POLECENIE 1 → Przez ile lat pracy, według wpisu, nie trzeba było wydawać pensji?

UDOSTĘPNIONY TEKST →
____________

Data: 2009-05-15 19:36:25
Temat: Re: Czy nie jest tak,że terror żywych nakazuje zmarłym grzecznie leżeć w trumienkach?
Od: Paulinka <paulinka503@precz_ze_spamem.wp.pl>
Pokaż wszystkie nagłówki
Ikselka pisze:
> Dnia Fri, 15 May 2009 21:05:53 +0200, Paulinka napisał(a):
>
>> Ikselka pisze:
>>> Dnia Thu, 14 May 2009 22:52:47 +0200, Paulinka napisał(a):
>>>> a teraz się okazuje, że masz
>>>> _swój_ majątek...
>>> No proszę - na łasce męża, a majątek swój śmie mieć. No jak można!
>>> :->
>> No właśnie jak można pisać swój, skoro wszystko macie wspólne.
>
> Złote nocniki też mamy wspólne, ale jednak każdy ma swój :-PPP
A macie złote szczoteczki do zębów i papier toaletowy?
Przypominam, ze rozmawiamy o pieniądzach, a nie rzeczach osobistych.
Głupiaś Ty jednak.
>>>> BTW nauczyciele to jednak sporo muszą zarabiać, skoro wydzielają odrębny
>>>> rachunek na pensję i dysponują tymi pieniędzmi przez lata :>
>>> Dla swojego spokoju przyjmij wersję najprostszą, że nie było konieczności
>>> wydawania mojej mizernej pensji przez 19 lat mojej pracy, a i potem, przez
>>> następne 10 lat, odkąd nie pracuję. I przyjmij, że nie wszyscy przechowują
>>> pieniądze na pchlich rachunkach, lecz robią z nimi różne mądre rzeczy na
>>> rachunkach, które od tego są.

____________

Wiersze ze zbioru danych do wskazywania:
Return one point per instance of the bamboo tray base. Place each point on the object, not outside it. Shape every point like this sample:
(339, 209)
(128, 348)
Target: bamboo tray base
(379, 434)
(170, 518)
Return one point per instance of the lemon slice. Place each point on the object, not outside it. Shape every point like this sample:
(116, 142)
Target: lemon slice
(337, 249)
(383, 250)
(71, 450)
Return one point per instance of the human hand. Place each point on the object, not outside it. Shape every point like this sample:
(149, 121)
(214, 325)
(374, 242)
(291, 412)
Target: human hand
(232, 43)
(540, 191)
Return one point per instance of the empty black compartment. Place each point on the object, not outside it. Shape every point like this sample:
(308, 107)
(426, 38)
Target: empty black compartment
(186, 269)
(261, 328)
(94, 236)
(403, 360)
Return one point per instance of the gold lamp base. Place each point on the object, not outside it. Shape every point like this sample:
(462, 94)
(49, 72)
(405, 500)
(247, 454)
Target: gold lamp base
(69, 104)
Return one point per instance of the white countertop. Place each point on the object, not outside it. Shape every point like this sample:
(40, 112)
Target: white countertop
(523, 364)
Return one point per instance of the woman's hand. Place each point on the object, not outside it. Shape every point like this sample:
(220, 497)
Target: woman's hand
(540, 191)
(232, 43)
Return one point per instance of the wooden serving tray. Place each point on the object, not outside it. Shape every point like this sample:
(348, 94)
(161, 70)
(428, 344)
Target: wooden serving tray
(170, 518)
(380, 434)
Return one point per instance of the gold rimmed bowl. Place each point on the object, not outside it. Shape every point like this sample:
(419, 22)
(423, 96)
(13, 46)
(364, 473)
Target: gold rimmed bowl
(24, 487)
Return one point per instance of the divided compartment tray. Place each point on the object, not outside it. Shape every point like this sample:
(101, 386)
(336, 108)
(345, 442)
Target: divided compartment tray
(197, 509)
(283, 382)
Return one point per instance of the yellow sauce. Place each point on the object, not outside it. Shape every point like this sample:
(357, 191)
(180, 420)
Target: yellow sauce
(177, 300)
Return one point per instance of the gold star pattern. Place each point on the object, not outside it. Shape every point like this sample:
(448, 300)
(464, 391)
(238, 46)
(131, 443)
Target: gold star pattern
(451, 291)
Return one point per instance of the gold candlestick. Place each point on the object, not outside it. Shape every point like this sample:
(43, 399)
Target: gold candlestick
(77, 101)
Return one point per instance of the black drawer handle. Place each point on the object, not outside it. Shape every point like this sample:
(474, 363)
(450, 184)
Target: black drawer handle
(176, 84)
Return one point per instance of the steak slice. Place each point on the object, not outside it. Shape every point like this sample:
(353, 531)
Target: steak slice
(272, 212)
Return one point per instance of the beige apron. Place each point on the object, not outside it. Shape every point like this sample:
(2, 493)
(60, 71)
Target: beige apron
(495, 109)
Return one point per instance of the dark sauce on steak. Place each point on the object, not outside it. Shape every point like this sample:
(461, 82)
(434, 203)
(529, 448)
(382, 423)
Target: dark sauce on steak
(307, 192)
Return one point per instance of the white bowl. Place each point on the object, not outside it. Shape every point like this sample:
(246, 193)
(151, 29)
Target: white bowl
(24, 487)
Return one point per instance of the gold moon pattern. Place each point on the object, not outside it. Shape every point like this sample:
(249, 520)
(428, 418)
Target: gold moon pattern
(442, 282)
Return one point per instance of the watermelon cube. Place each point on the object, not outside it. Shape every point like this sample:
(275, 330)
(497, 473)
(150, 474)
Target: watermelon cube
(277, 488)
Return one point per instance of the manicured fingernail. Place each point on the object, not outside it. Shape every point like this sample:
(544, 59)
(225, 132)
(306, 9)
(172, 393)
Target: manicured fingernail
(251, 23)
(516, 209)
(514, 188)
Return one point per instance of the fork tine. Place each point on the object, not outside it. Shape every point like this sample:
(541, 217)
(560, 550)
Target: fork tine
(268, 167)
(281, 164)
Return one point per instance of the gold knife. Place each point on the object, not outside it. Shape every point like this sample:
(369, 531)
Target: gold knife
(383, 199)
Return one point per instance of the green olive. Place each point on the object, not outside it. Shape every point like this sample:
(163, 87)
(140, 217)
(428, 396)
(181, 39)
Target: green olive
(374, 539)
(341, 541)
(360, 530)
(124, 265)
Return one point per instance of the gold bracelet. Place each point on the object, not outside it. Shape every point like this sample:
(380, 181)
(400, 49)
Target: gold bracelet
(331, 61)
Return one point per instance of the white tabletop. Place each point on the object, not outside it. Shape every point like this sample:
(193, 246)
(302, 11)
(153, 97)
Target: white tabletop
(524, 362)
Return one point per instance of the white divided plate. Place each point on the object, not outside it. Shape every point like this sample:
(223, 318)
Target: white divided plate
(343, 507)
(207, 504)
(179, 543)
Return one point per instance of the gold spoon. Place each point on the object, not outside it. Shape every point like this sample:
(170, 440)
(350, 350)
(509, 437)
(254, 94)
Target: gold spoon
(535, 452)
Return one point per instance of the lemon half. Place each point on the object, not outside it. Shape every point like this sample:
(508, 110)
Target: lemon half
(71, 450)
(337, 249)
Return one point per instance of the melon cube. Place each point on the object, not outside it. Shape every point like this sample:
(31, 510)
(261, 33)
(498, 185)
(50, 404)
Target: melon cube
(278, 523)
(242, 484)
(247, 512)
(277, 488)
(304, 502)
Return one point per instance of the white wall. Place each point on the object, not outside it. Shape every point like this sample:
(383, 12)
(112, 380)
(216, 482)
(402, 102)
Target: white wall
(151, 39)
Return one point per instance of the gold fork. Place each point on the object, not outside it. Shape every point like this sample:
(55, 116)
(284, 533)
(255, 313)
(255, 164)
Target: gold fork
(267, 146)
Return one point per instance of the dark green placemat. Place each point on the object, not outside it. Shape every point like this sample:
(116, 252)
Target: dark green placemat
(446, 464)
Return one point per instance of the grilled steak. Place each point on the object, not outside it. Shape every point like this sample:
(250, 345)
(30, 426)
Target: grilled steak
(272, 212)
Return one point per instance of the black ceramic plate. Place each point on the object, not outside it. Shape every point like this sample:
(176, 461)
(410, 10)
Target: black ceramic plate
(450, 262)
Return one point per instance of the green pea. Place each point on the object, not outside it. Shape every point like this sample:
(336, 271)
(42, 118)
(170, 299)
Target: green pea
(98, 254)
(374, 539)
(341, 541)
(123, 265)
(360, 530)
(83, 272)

____________

POLECENIE 2 → Wyfiltruj z listingu wszystkie wiersze, w których występuje słowo "countertop". Wielkość liter ma znaczenie.

OCZEKIWANA ODPOWIEDŹ 1 → Przez 19 lat pracy.

OCZEKIWANA ODPOWIEDŹ 2 →
Return one point per instance of the white countertop. Place each point on the object, not outside it. Shape every point like this sample:
Target: white countertop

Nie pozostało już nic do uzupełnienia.